I feel like we need a deflationary set of technologies that can mitigate all of these effects. Right? So software automation, self-driving trucks, things that take the labor force because people don't want to work low income jobs factually.View on YouTube
Evidence since 2021 shows that Friedberg’s directional claim has largely played out.
First, low‑income labor did become scarce and more expensive.
- The "Great Resignation" disproportionately hit hospitality and other low‑wage, in‑person sectors, with very high quit rates and persistent worker shortages in accommodation, food service, and retail.(en.wikipedia.org)
- By mid‑2025, wage growth in leisure and hospitality was still outpacing overall inflation, driven by ongoing labor shortages, even though pay levels remained relatively low.(businessinsider.com)
Second, adoption of automation and similar “deflationary” technologies clearly accelerated in response, especially in low‑wage sectors.
- Warehouse and logistics surveys in 2022–23 show chronic understaffing (10–25% shortfalls, especially in material handlers and forklift drivers) and report that labor shortage is the top driver of warehouse automation; a majority of executives planned near‑term automation deployments for that reason.(sdcexec.com)
- A 2021 survey of 1,250 business owners found ongoing labor shortages pushing firms toward automation; three‑quarters had considered or invested in automation, and over half of those expected to permanently cut back labor as a result. Retail, hospitality and food service were among the affected sectors.(ppai.org)
- In retail, market research explicitly cites rising labor costs and workforce shortages as the primary driver of the self‑checkout boom; retailers implementing self‑checkout reduced cashier headcount by ~25% while keeping transaction volumes, directly substituting technology for low‑wage cashiers.(emergenresearch.com)
- Restaurants and fast‑food chains have scaled kitchen and ordering automation (robots like Flippy/Chippy, AI drive‑throughs, partially automated/“mostly automated” restaurants, and robotics for specific prep tasks such as Chick‑fil‑A’s lemon‑squeezing system), all framed as efficiency and cost responses in a tight labor market.(en.wikipedia.org)
- Globally, fully unattended AI kiosks and robotic systems in retail and food service are being sold explicitly as a solution to a “permanent labor crisis,” operating 24/7 without staff.(worldfoodservicesjournal.com)
Third, self‑driving trucks have moved from concept toward early commercial deployment, motivated by driver shortages and costs, though still at limited scale.

* PROVIDED MATERIAL *
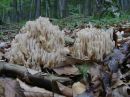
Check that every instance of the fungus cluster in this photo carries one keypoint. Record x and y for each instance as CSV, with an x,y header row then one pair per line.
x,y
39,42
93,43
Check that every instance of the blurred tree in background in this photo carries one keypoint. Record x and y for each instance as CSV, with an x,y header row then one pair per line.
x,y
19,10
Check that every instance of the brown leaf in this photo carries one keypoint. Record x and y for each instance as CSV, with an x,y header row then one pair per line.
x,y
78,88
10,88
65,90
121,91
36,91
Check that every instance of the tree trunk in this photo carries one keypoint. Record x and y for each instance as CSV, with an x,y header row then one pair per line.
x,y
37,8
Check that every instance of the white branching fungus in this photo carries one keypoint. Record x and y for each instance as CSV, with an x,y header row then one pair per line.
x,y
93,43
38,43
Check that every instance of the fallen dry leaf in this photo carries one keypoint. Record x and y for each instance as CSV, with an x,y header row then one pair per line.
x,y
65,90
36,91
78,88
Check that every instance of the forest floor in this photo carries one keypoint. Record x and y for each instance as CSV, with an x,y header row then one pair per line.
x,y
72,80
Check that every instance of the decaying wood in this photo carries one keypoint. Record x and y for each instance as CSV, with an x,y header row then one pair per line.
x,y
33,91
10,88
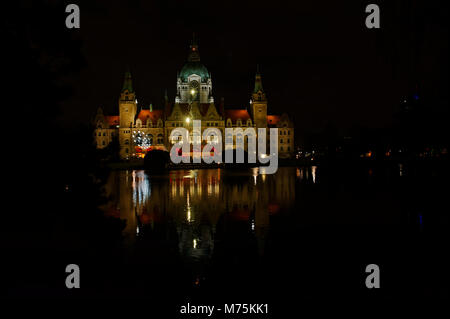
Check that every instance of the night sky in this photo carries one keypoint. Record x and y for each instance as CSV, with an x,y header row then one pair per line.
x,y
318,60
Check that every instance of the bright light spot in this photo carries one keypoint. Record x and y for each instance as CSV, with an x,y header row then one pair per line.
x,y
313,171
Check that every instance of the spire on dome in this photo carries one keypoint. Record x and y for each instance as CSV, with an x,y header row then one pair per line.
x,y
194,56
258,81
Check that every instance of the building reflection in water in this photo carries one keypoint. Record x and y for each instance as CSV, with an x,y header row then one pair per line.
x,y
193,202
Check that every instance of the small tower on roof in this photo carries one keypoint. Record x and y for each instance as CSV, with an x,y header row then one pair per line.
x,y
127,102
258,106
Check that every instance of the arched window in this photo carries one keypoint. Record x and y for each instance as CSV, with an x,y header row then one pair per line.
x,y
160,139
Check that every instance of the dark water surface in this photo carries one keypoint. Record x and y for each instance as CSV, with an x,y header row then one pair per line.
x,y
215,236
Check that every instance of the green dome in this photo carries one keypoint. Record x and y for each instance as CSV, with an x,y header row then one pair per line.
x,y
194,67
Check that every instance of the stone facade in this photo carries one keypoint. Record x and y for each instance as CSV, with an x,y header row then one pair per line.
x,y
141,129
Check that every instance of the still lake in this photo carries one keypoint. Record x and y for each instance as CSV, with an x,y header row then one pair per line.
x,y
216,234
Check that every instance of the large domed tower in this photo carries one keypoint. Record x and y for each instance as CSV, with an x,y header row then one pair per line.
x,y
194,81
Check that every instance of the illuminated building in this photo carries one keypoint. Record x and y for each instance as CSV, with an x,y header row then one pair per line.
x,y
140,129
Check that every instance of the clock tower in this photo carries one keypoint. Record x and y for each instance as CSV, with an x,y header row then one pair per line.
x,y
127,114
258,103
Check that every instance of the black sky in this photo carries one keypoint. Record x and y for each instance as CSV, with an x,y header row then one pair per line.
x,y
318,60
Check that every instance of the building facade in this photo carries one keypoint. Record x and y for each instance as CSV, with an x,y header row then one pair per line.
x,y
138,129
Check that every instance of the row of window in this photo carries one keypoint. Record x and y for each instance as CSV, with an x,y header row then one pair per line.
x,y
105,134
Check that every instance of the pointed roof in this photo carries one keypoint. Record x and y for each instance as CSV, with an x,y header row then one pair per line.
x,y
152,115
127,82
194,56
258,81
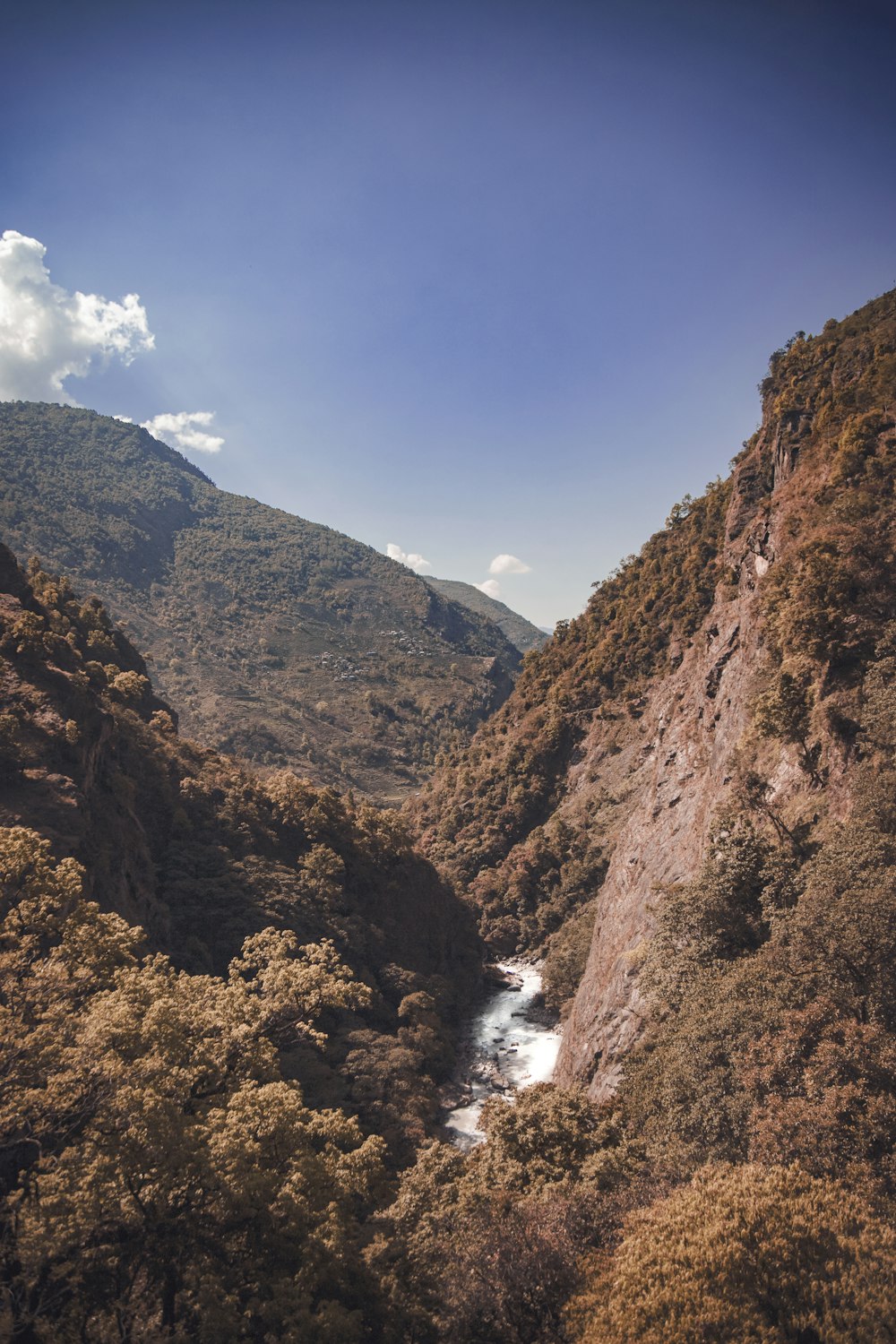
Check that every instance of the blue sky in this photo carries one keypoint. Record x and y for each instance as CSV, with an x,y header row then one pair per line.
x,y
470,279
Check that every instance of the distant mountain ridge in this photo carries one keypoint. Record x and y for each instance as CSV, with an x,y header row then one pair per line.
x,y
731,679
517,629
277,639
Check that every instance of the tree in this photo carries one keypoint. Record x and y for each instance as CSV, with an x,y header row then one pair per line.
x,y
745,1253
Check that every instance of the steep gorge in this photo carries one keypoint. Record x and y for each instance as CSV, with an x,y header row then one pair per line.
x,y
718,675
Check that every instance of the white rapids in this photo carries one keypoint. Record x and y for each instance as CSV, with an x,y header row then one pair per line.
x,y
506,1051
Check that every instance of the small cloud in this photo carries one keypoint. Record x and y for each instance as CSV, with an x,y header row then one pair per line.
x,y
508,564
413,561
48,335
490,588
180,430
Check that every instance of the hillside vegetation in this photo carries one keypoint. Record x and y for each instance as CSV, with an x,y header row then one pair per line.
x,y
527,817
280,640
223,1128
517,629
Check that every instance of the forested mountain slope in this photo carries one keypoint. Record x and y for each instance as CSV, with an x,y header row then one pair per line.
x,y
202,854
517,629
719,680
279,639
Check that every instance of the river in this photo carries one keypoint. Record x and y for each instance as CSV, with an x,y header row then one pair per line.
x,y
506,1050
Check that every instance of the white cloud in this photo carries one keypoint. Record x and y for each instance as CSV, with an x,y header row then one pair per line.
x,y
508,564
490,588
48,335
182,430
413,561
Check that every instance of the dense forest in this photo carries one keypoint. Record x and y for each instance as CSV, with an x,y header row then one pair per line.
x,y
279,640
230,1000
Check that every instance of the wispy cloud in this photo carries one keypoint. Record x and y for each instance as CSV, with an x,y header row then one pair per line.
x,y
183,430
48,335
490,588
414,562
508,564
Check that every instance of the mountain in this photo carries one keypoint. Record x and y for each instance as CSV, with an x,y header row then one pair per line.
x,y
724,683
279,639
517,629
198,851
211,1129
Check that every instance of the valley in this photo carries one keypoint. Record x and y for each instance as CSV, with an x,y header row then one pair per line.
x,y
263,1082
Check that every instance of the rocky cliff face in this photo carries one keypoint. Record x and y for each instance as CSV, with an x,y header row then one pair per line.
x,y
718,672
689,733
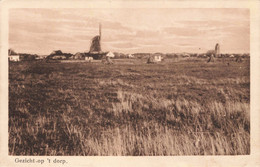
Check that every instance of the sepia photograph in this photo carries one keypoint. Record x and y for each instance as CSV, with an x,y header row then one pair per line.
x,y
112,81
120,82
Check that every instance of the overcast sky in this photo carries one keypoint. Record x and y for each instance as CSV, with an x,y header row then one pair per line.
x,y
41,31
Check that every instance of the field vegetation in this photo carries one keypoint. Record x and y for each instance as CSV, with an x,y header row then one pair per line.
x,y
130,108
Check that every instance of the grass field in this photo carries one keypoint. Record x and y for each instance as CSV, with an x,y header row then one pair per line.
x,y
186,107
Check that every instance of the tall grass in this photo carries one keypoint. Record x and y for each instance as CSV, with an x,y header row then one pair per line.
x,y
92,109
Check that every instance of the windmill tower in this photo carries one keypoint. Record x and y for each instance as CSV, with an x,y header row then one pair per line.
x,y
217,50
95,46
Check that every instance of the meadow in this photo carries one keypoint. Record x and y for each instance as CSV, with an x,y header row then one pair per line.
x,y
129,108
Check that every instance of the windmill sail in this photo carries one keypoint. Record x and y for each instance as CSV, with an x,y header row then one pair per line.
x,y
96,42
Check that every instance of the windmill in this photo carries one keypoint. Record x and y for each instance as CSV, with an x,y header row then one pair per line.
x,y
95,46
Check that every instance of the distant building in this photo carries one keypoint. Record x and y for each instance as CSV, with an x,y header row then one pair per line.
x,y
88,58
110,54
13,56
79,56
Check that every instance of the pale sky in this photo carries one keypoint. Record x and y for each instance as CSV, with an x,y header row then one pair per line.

* EXERCISE REQUIREMENTS *
1. Return the part of the passage on labor shortages and automation between "Third, self‑driving trucks" and "at limited scale.", inclusive, word for word.
2. Resume the passage on labor shortages and automation, picking up after its final sentence.
The data comes from a different source than the passage on labor shortages and automation.

* RESPONSES FOR EACH TASK *
1.
Third, self‑driving trucks have moved from concept toward early commercial deployment, motivated by driver shortages and costs, though still at limited scale.

2.
- Autonomous‑trucking firms like Gatik, Aurora, Kodiak, and Waabi/Volvo have launched or are ramping commercial driverless freight routes (e.g., Dallas–Houston in Texas, middle‑mile retail/grocery routes), presented as solutions to driver shortages and high operating costs.(en.wikipedia.org)
- Industry analysis projects autonomous trucks to grow at ~25% annually through 2044, with hundreds of thousands of Level‑4 “autonomous drivers” expected to support the global trucking fleet, specifically to improve total cost of ownership and address labor‑related challenges.(prnewswire.com)
While this is still early and not yet a dominant share of trucking, the direction and motivation match Friedberg’s forecast.
Fourth, there is evidence this automation has partially offset wage‑driven cost pressures rather than eliminating them.
- In retail, self‑checkout deployments that cut cashier staffing by ~25% while maintaining throughput mean that total labor cost per transaction can fall even when hourly wages rise—exactly the kind of partial offset to wage inflation he described.(emergenresearch.com)
- At the macro level, U.S. productivity growth picked up in 2023–24 while unit labor costs grew more slowly (around 2% year‑over‑year in late 2024), which economists see as helping to control inflation despite higher nominal wages.(reuters.com)
- Research on AI and automation finds that “automation AI” reduces employment and wages in low‑skilled occupations, consistent with technology substituting for low‑wage labor and dampening some of the upward wage pressure.(arxiv.org)
Taken together, these points show that since late 2021 there has been:
- sustained scarcity and rising cost of low‑income labor;
- an acceleration in adoption of software automation and related technologies (including early self‑driving trucking) specifically to address those shortages and wage costs; and
- evidence that this increased automation has improved productivity and reduced labor needs per unit of output, thereby partially offsetting wage‑driven cost and price pressures in those sectors.
Given that Friedberg’s claim was directional and explicitly about partial mitigation rather than a full cure for inflation, the prediction is best judged as right.